Task item:
What you return must match the records character for character.

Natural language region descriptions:
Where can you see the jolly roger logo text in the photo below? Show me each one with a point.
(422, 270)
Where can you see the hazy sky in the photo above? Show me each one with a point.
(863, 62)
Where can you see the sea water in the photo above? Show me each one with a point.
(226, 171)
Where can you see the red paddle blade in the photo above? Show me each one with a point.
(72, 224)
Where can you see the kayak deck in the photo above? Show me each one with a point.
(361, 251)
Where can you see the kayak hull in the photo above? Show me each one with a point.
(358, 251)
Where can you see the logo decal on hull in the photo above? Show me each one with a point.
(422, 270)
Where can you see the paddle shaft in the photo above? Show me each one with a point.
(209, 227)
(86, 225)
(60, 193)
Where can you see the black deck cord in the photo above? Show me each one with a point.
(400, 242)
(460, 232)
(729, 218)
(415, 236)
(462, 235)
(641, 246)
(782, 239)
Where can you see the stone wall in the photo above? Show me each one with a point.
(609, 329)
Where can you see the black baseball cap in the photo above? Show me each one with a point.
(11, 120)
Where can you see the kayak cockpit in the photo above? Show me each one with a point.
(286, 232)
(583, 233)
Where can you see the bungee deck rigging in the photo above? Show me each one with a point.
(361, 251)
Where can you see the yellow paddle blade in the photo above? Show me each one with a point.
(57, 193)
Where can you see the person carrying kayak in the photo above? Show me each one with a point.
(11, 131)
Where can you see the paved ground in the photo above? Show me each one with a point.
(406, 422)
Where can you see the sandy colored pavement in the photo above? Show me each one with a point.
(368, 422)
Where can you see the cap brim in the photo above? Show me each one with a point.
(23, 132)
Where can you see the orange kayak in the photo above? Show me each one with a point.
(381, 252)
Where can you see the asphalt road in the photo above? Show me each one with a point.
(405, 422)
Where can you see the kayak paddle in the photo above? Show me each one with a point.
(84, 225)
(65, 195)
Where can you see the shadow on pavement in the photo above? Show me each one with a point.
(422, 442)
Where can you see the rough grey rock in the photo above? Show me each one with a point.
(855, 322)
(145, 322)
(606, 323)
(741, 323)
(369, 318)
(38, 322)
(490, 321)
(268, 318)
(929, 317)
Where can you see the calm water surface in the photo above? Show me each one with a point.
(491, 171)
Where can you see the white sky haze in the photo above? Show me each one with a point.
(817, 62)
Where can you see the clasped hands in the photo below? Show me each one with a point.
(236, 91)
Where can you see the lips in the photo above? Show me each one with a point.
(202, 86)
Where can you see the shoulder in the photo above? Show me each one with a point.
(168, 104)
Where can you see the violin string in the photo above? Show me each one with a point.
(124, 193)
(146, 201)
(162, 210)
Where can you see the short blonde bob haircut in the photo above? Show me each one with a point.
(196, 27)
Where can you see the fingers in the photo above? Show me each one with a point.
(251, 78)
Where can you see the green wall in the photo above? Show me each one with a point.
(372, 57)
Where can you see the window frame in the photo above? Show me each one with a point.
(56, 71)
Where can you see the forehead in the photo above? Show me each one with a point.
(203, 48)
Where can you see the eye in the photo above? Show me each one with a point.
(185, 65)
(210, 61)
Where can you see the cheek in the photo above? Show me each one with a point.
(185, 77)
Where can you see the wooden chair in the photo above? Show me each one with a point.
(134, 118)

Task solution:
Where can you see the jolly roger logo text in the photo below? Show me each one with a point.
(422, 270)
Where can you see the hazy sky in the photo above? Show me each one with a point.
(863, 62)
Where can you see the sea water in the photo above? Show me each one with a point.
(226, 171)
Where can you see the red paddle blade in the photo above? Show me each one with a point.
(72, 224)
Where can you see the kayak deck in the photo above? Show me each one with a point.
(361, 251)
Where can you see the kayak hull in the photo above? Show me each one with a point.
(358, 251)
Where can you see the logo decal on hull in the photo above? Show me each one with a point.
(422, 270)
Where can you see the paddle shaft in the photo above? Show me each one with a point.
(209, 227)
(86, 225)
(60, 193)
Where can you see the black deck cord in the photo above? Show me each one with a point.
(400, 242)
(460, 232)
(729, 218)
(415, 236)
(462, 235)
(641, 246)
(782, 239)
Where can you see the stone wall in the photo above? Show me each one with a point.
(609, 329)
Where can you see the black baseball cap in the photo above? Show me each one with a point.
(11, 120)
Where can you see the kayak cockpit in the photo above? Show me each one with a point.
(286, 232)
(583, 233)
Where can you see the bungee deck rigging in the photo above? Show me each one with a point.
(361, 251)
Where can you see the yellow paddle blade in the photo above? Show me each one with a point.
(57, 193)
Where can you see the person carrying kayak in the photo above? Show me each one with a point.
(11, 131)
Where can you see the paved ground in the photo above? Show me each one with a point.
(406, 422)
Where can you see the sandy colored pavement in the photo above? Show me each one with a point.
(368, 422)
Where can you see the cap brim in the photo above? Show me each one with a point.
(23, 132)
Where can you see the orange kayak in the photo above? Show me each one with a point.
(381, 252)
Where can you see the asphalt road in the photo above? Show me each one with a point.
(405, 422)
Where can you see the kayak paddle in the photo above? Show me each one with a point.
(84, 225)
(65, 195)
Where can you see the shadow on pavement in the photo above? Show me each one with a point.
(422, 442)
Where can you see the rough grey rock in the photo above? Show me each one with a point.
(855, 322)
(145, 322)
(606, 323)
(741, 323)
(369, 318)
(38, 322)
(490, 321)
(268, 318)
(929, 317)
Where can you see the calm water surface in the photo above? Show me each one with a point.
(491, 171)
Where can you see the white sky haze in the photo above? Show me each one with a point.
(817, 62)
Where can you see the clasped hands in the photo below? Show me each one with a point.
(236, 91)
Where can you see the lips in the photo above? Show me each one with a point.
(202, 86)
Where can you see the shoulder in the photo above? Show me each one with a point.
(168, 104)
Where can you see the violin string in the photo above? Show me each one with a point.
(124, 193)
(146, 201)
(162, 210)
Where can you see the short blonde bob haircut in the photo above? Show me each one with a point.
(196, 27)
Where can you see the fingers in the photo above? Show me each one with a point.
(251, 78)
Where can you see the green wall in the photo above? Show me each one with a point.
(372, 57)
Where can you see the window frame in the photo above? Show me each one with a point.
(56, 71)
Where can you see the forehead in the photo above? Show me each one with a point.
(203, 48)
Where can you see the eye in the photo above? Show me each one with a point.
(185, 65)
(210, 61)
Where can you see the cheek in the photo above? Show me each one with a point.
(185, 77)
Where can you see the wooden chair in the photo above? Show me each one with a point.
(134, 118)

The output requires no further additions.